→ **What is needed**
Retype the records below line for line, with no change to any word, number or punctuation mark.

→ **Task inputs**
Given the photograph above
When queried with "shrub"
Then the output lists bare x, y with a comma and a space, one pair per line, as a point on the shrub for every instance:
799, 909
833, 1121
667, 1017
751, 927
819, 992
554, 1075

→ **Solution to this problem**
Given the photograph above
When queried with "shrub"
Then the output lists bare x, y with a comma and a space, one pair per line, as a point on the shrub for every instance:
799, 909
833, 1121
667, 1017
751, 927
819, 992
554, 1075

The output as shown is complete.